**Work request**:
From the first line of the data below, copy each line up to the one containing "Please identify the concrete column", and include that line too.

--- Entries shown ---

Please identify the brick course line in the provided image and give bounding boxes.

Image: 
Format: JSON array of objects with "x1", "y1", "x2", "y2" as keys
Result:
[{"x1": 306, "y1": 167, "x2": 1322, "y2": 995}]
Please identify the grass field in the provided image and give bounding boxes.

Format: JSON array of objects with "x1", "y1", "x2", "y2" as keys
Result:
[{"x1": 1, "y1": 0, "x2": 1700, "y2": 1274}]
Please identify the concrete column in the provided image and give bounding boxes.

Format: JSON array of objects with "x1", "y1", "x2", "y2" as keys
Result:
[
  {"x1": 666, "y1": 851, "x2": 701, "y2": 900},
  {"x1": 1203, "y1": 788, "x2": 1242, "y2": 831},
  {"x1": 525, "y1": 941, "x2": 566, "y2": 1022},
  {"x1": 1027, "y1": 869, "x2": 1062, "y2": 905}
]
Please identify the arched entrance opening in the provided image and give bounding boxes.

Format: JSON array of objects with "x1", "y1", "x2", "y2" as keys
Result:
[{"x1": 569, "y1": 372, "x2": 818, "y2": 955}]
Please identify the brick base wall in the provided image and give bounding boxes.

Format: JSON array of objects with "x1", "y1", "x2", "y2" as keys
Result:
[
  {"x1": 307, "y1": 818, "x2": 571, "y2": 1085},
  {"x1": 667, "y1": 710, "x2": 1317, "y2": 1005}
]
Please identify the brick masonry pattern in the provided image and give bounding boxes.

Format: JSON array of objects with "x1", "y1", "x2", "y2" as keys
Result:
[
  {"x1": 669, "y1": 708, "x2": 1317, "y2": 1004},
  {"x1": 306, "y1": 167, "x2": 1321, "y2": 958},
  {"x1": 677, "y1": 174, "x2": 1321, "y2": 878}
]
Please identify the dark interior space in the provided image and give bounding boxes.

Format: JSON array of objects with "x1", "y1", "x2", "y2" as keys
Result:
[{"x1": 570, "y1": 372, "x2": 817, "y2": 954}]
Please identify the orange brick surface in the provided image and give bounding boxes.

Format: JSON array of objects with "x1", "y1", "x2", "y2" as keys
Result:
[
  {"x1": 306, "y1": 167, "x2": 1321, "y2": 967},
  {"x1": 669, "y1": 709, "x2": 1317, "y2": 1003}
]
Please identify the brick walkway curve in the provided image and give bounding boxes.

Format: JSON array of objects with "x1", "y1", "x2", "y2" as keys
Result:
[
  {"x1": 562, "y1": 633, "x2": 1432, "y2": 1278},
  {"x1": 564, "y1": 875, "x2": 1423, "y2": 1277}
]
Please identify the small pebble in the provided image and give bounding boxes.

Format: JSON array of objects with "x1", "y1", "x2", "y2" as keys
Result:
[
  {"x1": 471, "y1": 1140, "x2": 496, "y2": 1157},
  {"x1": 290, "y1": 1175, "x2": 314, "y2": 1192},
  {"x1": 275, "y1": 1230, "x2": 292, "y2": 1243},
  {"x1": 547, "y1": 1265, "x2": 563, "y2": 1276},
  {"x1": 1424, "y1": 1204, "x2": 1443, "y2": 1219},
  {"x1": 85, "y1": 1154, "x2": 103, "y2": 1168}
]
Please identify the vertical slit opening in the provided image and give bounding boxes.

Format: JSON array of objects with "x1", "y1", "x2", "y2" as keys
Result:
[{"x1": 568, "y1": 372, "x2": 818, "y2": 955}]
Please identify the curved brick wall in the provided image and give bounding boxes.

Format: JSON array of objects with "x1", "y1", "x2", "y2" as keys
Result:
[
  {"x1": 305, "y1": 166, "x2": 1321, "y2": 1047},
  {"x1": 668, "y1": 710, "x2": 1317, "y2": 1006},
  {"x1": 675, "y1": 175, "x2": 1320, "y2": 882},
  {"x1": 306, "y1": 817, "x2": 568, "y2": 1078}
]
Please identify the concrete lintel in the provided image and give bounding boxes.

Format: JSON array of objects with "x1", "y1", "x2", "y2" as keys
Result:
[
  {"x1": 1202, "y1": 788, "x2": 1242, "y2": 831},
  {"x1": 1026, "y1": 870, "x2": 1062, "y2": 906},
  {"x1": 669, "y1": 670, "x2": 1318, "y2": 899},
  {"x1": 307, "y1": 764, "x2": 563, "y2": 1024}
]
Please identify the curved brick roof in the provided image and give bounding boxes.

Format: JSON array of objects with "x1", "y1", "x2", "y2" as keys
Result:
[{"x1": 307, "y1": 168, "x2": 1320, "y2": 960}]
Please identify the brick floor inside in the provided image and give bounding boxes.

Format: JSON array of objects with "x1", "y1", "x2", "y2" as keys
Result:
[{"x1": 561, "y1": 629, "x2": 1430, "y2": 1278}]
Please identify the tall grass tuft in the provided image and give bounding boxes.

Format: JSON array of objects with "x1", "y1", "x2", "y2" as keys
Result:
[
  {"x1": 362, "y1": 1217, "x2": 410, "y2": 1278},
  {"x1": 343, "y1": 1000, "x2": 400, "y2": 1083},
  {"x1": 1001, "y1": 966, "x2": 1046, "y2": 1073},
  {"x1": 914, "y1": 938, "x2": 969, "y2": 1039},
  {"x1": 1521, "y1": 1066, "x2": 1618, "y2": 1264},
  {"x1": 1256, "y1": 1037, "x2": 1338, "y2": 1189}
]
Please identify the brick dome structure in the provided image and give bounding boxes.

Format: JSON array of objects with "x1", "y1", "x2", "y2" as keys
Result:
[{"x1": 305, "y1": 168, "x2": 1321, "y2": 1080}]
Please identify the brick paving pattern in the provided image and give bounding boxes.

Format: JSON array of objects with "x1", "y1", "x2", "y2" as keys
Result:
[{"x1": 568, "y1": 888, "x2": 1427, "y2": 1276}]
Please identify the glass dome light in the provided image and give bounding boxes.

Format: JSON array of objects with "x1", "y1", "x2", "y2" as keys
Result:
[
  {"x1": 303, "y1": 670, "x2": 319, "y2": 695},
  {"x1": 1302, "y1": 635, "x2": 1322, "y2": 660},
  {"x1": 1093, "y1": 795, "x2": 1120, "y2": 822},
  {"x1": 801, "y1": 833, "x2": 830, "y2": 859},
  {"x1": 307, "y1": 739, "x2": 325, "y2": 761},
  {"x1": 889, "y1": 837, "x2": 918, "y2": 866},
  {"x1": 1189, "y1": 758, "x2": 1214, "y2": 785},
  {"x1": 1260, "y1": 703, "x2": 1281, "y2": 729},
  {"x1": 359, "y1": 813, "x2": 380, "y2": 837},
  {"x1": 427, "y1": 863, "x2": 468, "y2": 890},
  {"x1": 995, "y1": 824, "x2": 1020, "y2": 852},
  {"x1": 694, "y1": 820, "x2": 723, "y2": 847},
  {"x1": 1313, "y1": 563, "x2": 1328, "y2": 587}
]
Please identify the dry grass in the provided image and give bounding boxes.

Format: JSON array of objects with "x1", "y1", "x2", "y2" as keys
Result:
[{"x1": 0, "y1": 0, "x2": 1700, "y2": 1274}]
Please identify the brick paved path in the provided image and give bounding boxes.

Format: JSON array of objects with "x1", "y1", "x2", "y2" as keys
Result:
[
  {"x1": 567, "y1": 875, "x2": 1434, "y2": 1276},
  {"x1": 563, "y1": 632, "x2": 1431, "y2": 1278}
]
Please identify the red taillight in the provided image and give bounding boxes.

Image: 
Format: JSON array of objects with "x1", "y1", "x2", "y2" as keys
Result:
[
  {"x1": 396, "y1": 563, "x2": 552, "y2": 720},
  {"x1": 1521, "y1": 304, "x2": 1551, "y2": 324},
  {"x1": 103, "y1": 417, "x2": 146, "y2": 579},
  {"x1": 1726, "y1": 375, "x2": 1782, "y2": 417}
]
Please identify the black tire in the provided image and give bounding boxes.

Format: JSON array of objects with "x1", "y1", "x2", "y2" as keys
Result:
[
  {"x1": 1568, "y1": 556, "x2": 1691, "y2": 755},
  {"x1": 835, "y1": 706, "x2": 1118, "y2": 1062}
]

---

**Task result**:
Please identify the brick course line in the provided image and give bounding boxes.

Image: 
Format: JSON array of objects with "x1", "y1", "x2", "y2" as keys
Result:
[{"x1": 306, "y1": 167, "x2": 1322, "y2": 995}]
Please identify the grass field in the provided image and give bounding boxes.

Format: JSON array of objects with "x1", "y1", "x2", "y2" as keys
Result:
[{"x1": 1, "y1": 0, "x2": 1700, "y2": 1274}]
Please identify the concrete column in the provided image and give bounding boxes.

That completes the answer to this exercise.